Rewrite the lines from the line with "Cam-trap alert: motion was detected. Identify walkie-talkie" to the line with "111, 52, 115, 59", both included, as a JSON list of strings with one string per line and blank lines skipped. Leave the pictures out.

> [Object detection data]

====

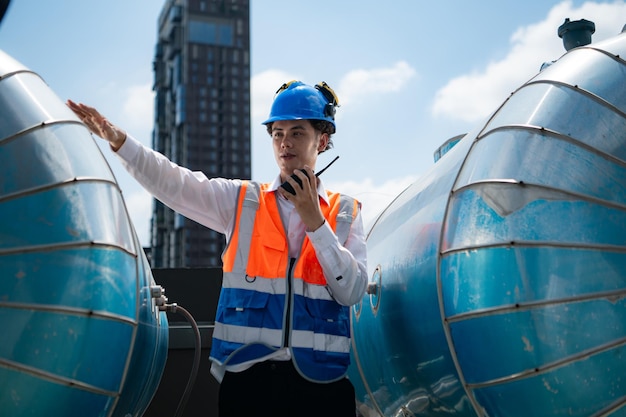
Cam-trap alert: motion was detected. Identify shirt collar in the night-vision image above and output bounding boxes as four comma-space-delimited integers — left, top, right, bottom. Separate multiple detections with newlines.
265, 174, 330, 204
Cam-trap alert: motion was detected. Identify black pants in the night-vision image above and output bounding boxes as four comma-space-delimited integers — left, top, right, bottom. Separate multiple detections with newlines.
218, 361, 356, 417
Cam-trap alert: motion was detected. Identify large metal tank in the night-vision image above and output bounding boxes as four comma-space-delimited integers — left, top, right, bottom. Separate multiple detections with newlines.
0, 51, 168, 417
350, 24, 626, 417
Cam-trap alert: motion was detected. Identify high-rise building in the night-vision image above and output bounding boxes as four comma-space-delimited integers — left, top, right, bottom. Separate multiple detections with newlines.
151, 0, 251, 268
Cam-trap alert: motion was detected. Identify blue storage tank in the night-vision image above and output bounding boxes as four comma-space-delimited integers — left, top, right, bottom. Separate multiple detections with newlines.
0, 51, 168, 417
350, 26, 626, 417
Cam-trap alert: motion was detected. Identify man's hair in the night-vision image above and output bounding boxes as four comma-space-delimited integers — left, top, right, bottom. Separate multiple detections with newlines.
265, 120, 335, 153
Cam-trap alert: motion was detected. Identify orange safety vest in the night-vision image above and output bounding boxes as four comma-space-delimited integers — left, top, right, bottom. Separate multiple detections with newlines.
211, 182, 359, 382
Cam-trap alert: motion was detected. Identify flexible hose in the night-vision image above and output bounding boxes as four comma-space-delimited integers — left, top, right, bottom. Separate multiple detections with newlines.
166, 304, 202, 417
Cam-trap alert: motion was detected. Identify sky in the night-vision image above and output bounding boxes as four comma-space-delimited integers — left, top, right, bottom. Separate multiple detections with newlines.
0, 0, 626, 246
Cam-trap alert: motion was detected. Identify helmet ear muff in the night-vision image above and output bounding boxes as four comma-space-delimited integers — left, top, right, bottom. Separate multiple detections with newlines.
315, 81, 339, 120
324, 103, 337, 119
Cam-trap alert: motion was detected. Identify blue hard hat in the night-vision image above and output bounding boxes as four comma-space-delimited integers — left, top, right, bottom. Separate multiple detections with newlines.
263, 80, 339, 129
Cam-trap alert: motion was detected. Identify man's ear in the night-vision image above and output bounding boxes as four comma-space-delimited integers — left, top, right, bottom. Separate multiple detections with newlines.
317, 133, 330, 153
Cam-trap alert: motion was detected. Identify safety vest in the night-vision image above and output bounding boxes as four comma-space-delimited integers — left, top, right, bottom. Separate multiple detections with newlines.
211, 181, 359, 382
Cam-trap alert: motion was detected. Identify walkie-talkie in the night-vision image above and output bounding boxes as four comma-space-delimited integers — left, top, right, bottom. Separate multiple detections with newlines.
280, 155, 339, 195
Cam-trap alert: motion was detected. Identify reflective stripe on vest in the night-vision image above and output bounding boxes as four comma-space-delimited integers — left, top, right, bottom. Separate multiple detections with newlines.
211, 182, 358, 381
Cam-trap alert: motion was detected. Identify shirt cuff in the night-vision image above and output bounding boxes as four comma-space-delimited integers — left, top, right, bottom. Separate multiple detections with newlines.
115, 134, 141, 161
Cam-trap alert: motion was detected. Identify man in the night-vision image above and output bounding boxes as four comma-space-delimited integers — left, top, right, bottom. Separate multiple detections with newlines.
68, 81, 367, 417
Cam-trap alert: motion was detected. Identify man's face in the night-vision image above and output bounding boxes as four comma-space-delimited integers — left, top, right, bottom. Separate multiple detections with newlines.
271, 120, 328, 181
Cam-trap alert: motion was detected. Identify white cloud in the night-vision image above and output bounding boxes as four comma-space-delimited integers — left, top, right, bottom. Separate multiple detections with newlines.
432, 1, 626, 122
326, 176, 417, 230
337, 61, 416, 104
119, 84, 154, 145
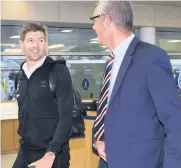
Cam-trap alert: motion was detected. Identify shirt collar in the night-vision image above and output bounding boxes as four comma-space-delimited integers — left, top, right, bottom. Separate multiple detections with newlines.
113, 33, 135, 57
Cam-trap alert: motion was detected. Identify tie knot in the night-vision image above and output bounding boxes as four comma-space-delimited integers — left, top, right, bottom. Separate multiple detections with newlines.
111, 52, 115, 59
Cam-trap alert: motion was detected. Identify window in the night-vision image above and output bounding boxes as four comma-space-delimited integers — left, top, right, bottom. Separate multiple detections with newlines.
48, 27, 107, 52
156, 31, 181, 53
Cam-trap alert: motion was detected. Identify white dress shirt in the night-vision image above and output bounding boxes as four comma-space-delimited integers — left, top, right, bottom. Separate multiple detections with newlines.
108, 33, 135, 102
22, 56, 46, 79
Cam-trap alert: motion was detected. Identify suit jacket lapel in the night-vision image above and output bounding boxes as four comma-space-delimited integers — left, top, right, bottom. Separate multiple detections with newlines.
109, 37, 139, 103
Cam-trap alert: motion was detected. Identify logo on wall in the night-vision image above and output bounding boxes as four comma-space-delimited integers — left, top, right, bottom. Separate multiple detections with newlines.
82, 79, 89, 90
178, 73, 181, 89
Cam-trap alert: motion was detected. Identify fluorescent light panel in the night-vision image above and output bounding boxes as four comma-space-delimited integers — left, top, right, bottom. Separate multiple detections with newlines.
4, 48, 22, 52
48, 44, 64, 49
9, 35, 20, 39
167, 40, 181, 43
90, 41, 98, 44
90, 38, 98, 41
60, 30, 73, 33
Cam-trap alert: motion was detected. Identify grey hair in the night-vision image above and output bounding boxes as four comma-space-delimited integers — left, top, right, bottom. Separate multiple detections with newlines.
97, 0, 134, 31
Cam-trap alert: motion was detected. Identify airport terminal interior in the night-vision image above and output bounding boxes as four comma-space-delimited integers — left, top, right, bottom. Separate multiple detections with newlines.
0, 0, 181, 168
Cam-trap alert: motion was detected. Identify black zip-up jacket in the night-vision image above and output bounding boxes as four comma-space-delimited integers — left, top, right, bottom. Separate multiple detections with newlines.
17, 57, 73, 155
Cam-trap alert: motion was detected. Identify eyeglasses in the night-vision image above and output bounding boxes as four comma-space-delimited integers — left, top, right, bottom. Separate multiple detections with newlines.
90, 14, 105, 24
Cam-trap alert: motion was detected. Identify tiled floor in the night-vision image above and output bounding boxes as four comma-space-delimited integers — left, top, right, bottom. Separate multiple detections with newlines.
1, 154, 17, 168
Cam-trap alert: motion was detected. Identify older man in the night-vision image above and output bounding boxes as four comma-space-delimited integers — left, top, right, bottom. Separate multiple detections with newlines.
91, 1, 181, 168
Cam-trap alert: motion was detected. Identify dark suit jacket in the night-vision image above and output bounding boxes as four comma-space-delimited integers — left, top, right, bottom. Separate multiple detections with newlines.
101, 37, 181, 168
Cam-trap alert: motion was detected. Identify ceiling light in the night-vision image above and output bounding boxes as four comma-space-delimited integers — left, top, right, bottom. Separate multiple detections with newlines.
48, 44, 64, 49
9, 35, 20, 38
60, 30, 73, 33
167, 40, 181, 43
0, 43, 18, 47
60, 49, 70, 52
90, 38, 98, 41
100, 46, 107, 48
4, 48, 22, 52
90, 41, 98, 44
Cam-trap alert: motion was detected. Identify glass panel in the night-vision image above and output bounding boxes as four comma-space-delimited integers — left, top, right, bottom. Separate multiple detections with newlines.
0, 55, 25, 100
48, 27, 107, 52
156, 31, 181, 53
170, 58, 181, 96
0, 25, 22, 52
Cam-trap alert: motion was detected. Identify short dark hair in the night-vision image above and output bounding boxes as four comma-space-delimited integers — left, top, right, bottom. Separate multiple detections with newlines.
20, 23, 46, 41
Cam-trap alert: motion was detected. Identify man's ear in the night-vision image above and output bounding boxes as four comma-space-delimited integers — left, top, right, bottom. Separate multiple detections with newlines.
19, 40, 23, 51
104, 15, 111, 29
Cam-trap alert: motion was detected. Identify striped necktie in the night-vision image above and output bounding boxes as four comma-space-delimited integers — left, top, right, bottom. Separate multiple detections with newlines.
93, 53, 114, 140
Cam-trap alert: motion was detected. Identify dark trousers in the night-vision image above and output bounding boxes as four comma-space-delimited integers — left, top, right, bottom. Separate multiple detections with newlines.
98, 159, 108, 168
12, 148, 70, 168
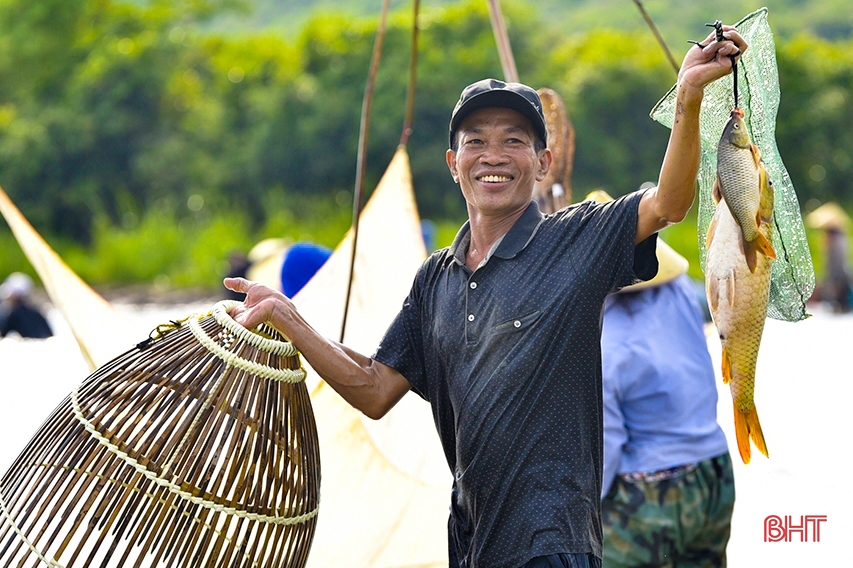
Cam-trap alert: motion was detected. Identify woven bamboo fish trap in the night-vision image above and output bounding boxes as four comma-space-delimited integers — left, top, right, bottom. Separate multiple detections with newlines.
0, 302, 320, 568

====

> [RIGHT ANSWER]
[
  "Cam-trap alert: motion was detected. Identify walkie-talkie in the night-vision image above and output bounding boxes as four comma-space-delimited integers — left, top, right, bottom. Separate multiple detections with newlines.",
  "280, 155, 339, 195",
  "Cam-trap alert: motion was detected. Identify reflective stripe on vest in the night-vision image above and output bounding boxes as four comma-space-delimited integers — left, top, right, bottom. Separate multiple detections with newlines.",
  "211, 182, 358, 381",
  "Cam-trap alert: motion was detected. Identify shirt cuff in the night-vision image above and output bounding boxes as four comma-space-delimited integers — left, top, right, bottom. Separate multiple detections with newlines.",
  "115, 134, 141, 161",
  "Cam-trap alert: motion was detected. Identify man in the night-vision image above and output bounding boxes as four comma-space-delimited integers — left, top, right, bottom. Separate multiple detections with newlines.",
  "68, 81, 367, 417",
  "Cam-trap alert: motion was detected. Identify man's face in the night-vision image above and output bounding boxes as four comma-space-delimited integers — left, top, right, bottom. Separate multiple detections with newlines.",
  "271, 120, 328, 181",
  "Cam-trap alert: motion was detected. Identify white cloud in the night-vision image above and output bounding boxes as four comma-space-delimited integers — left, top, right, bottom. Separate multiple detections with newlines.",
  "432, 1, 626, 122",
  "326, 176, 417, 230",
  "337, 61, 416, 104",
  "119, 84, 154, 145",
  "Cam-trap alert: motion was detected. Identify shirt collar in the night-vision image above and output bounding boxes as four comma-space-delimited integers — left, top, right, bottom. Separate multiple detections with newlines.",
  "113, 33, 135, 57",
  "Cam-trap alert: motion was detected. Identify tie knot in the night-vision image above and output bounding boxes as four comma-space-delimited integers — left, top, right, bottom. Separate multiple detections with newlines.",
  "111, 52, 115, 59"
]